(Source)
◆ ◆ ◆
Conclusion

C.1. Some open problems in backend optimizing compilation

C.1.1. Problem of instruction selection

One of the most interesting problems in backend code optimization is instruction selection, which we did not address in this book because we think that the problem is still open when instruction schedules are not fixed.

Instruction selection allows us to transform a low-level intermediate code into the assembly code of the target machine. We think that the classical model based on pattern matching (rewriting rules and trees [AHO 07]) does not exactly describe the problem of instruction selection. Indeed, such syntactic rules allow us to transform m intermediate instructions into a single assembly instruction, using a static cost model [AHO 07]. We think that a more accurate model must be based on code semantics. That is, the general problem is transforming m low-level intermediate instructions into n assembly instructions computing the same result, and this could be modeled by algorithm recognition as studied in [ALI 05]. The reason is that, with the advance of reconfigurable computing and heterogeneous architectures, some sophisticated assembly instructions (with complex semantics) may be introduced in the instruction set: mathematical functions, vector instructions, domain-specific instructions, etc. Rewriting rules based on pattern matching are fragile techniques that may not detect opportunities for transforming m low-level three address instructions into sophisticated instructions. More advanced code analysis based on program semantics should be used.

Another open question for instruction selection is its phase ordering. Indeed, it is not clear where the best place to introduce the instruction selection step inside a backend compiler flow is. Usually, instruction selection is applied before register allocation and instruction scheduling. In this case, the cost model used to select an instruction among others is not exact, since the instruction-level parallelism (ILP) extracted afterward may hide or increase a cost: think about the case of multiply-add that may be favored by the instruction selection step, while it is not exactly the best candidate to enhance ILP if a single functional unit exists for executing it.
◆ ◆ ◆
(Goal 1) Locate every line in the entries that contains the word "basket", and copy each of those lines.
The entries are unrelated to the passage on instruction selection.
◆ ◆ ◆
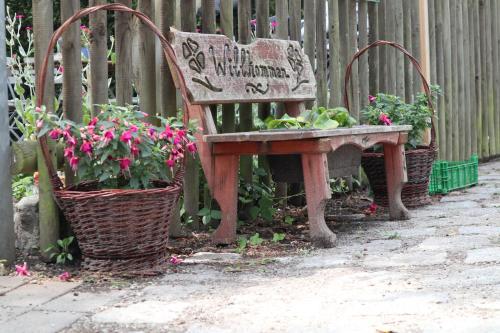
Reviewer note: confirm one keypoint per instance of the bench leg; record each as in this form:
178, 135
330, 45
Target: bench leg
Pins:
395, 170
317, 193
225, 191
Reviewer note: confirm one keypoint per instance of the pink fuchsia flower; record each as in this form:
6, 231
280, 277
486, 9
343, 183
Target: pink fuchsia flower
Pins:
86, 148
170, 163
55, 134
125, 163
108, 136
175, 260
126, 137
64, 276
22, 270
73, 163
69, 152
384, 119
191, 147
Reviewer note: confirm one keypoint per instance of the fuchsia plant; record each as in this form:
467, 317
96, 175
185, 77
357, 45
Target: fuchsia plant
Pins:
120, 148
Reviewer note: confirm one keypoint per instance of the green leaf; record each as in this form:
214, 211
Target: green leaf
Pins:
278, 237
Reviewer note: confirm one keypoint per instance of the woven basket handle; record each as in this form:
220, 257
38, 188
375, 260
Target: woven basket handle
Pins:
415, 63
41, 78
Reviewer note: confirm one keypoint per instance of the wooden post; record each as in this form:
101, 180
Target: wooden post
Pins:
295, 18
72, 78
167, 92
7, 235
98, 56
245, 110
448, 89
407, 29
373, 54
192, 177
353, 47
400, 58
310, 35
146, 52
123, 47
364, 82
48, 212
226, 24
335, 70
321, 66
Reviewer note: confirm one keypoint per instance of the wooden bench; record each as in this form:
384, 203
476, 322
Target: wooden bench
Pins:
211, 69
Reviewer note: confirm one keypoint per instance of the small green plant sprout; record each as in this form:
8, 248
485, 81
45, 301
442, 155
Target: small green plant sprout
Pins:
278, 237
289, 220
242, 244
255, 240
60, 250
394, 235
◆ ◆ ◆
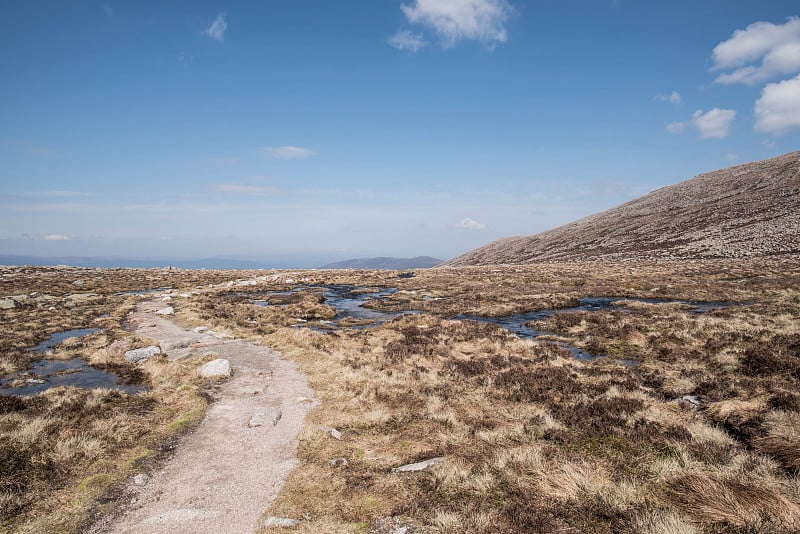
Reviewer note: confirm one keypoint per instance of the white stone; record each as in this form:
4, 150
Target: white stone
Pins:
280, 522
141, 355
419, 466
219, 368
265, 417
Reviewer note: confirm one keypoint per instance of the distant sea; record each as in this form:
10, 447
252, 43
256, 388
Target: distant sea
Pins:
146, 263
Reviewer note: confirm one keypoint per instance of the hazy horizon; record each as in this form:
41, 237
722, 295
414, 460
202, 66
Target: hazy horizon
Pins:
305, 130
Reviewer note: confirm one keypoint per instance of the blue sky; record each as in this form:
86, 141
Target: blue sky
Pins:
◆ ◆ ◆
(Goal 2) In the passage on instruction selection, where in the compiler flow is instruction selection usually applied?

(Exercise answer 1)
Reviewer note: confirm one keypoint per instance of the woven basket handle; record each as in this form:
Target: woven basket handle

(Exercise answer 2) Before register allocation and instruction scheduling.